» **Goal**
Copy the data below verbatim, everything from the line containing "[pin] wooden support" down to the line containing "Target: wooden support piling", both lines included. Leave the picture out of your copy.

» **Dataset entries**
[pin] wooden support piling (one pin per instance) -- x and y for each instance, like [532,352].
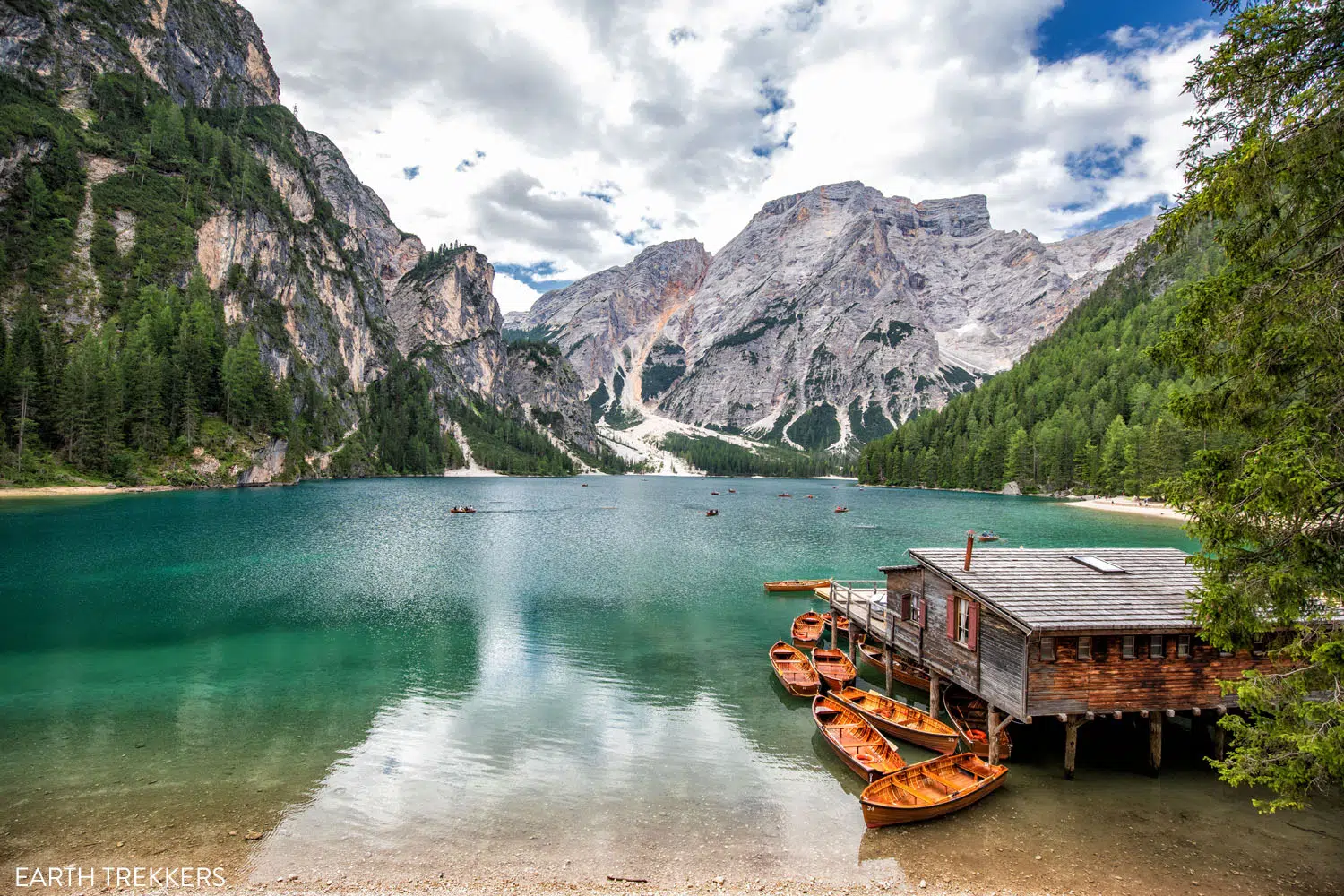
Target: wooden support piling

...

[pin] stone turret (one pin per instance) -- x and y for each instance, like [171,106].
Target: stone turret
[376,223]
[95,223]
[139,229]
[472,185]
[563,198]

* * *

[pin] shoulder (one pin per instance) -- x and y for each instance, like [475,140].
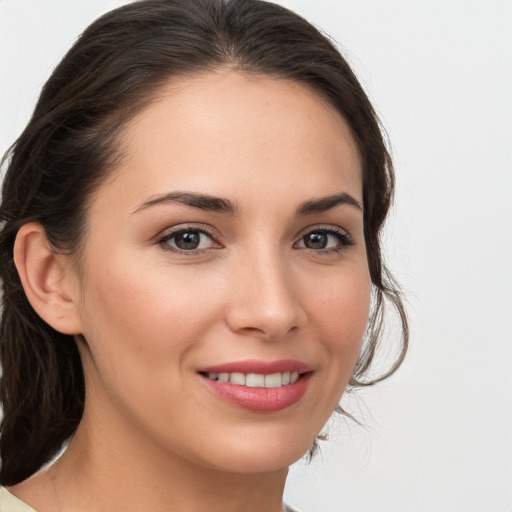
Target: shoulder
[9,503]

» **Written solution**
[pin] wooden support piling (one pin per instance) -- x and y for each instance, like [532,352].
Target: wooden support piling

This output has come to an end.